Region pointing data

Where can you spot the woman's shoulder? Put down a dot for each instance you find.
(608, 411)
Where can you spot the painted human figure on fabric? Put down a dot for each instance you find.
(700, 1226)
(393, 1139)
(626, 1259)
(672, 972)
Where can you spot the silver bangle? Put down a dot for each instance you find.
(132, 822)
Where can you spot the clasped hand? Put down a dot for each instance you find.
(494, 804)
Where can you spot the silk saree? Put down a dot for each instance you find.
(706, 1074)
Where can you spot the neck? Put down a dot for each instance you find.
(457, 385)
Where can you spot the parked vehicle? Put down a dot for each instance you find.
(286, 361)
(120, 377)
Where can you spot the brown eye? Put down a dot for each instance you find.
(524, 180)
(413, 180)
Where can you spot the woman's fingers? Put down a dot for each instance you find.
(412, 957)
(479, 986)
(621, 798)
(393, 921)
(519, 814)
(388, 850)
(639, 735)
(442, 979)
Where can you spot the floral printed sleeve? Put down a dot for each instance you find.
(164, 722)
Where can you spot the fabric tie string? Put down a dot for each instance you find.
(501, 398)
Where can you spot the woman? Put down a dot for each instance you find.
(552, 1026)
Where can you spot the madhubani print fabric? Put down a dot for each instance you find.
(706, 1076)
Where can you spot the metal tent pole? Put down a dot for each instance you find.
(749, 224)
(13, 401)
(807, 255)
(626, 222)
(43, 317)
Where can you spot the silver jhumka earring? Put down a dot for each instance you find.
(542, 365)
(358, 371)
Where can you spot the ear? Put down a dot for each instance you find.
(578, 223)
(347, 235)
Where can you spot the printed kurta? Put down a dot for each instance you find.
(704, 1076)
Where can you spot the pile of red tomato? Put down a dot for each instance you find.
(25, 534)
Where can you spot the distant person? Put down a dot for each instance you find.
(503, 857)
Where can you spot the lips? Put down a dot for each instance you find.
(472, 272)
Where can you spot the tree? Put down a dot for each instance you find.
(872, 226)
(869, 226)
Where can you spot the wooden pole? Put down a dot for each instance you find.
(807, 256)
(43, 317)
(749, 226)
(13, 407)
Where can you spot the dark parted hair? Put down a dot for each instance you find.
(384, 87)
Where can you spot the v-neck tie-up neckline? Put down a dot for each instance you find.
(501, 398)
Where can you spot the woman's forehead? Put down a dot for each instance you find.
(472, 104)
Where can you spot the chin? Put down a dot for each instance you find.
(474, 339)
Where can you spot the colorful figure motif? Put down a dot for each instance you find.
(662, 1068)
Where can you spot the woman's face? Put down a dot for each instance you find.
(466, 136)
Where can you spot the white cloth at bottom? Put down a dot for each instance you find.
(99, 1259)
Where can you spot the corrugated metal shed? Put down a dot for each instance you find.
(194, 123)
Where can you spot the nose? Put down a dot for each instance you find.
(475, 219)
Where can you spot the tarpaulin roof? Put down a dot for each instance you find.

• **HOW TO COMPLETE THIS TASK**
Please copy the data in full, character for character.

• **RESULT OF THE TASK**
Where can you spot the woman's shoulder? Put down a dot for each instance you find.
(608, 411)
Where can you spot the painted human figure on fabric? Put down a dot for each instance you find.
(700, 1226)
(393, 1139)
(626, 1259)
(672, 972)
Where can you spot the silver bangle? Put down a dot for each instance you find.
(132, 822)
Where can you spot the clasped hand? Put down a dot for each instance you find.
(494, 804)
Where can you spot the silk saree? Put down a dot for each instance you find.
(706, 1074)
Where can you spot the neck? Put down a dot for each instance you find.
(457, 385)
Where can you spot the parked vehicle? Put down a dot for each instance you find.
(286, 361)
(120, 377)
Where can you spot the brown eye? Put down a dot for each instance you find.
(524, 180)
(413, 180)
Where can you spot the woman's fingers? Put down a dot for each instance you find.
(412, 957)
(479, 986)
(621, 798)
(393, 921)
(519, 814)
(388, 850)
(639, 735)
(442, 979)
Where can you spot the floral printed sleeve? Put down a dot for each instance you find.
(164, 722)
Where can you spot the fabric tie string? Put down a dot for each instance you find.
(501, 398)
Where can you spot the woman? Put down a dot for each instance you find.
(552, 1026)
Where can you spot the madhubani print fabric? Put down a dot for each instance you find.
(706, 1076)
Where can you spot the metal tent pole? Put down a dot for each instance you find.
(749, 224)
(13, 401)
(807, 255)
(626, 222)
(43, 317)
Where can you spot the silver jhumka earring? Put down a dot for each instance you find.
(542, 365)
(358, 371)
Where can you spot the ear? Put down a dot for each instance you find.
(578, 223)
(347, 235)
Where can you spot the printed kurta? Put down a dot for each instance you find.
(704, 1076)
Where can you spot the pile of red tomato? Put down a dot for each instance you find.
(25, 534)
Where can you spot the distant person? Put down a dot for each instance you find.
(503, 857)
Where can you spot the lips? Put down a dot for each instance you find.
(472, 272)
Where can you spot the tree? Put down a dot for each instance you find.
(872, 226)
(869, 226)
Where can you spot the wooden pole? Put down a dot for each instance you find.
(807, 256)
(43, 317)
(749, 226)
(13, 407)
Where can you spot the dark parted hair? Put down a dot for each instance you find.
(384, 87)
Where can you spot the v-neck tie-up neckline? Put down a dot for each instance you find.
(501, 398)
Where can you spot the woman's forehead? Put down a dot for each instance you find.
(472, 104)
Where can you spot the chin? Put down a dot for each instance you find.
(474, 339)
Where can you spot the colorful figure motif? Put down a dot for each instance you find.
(662, 1068)
Where can you spot the woman's face? Put down a dot for each instance you find.
(466, 136)
Where can you spot the white cloth at bottom? Put down a dot for each instance you find.
(99, 1259)
Where can you spot the corrugated metal shed? Put down a dot for each instance you find.
(194, 123)
Where can you spot the nose? Put down a dot for each instance you find.
(475, 219)
Where can you spot the tarpaulin roof? Put down a dot for each instance you find.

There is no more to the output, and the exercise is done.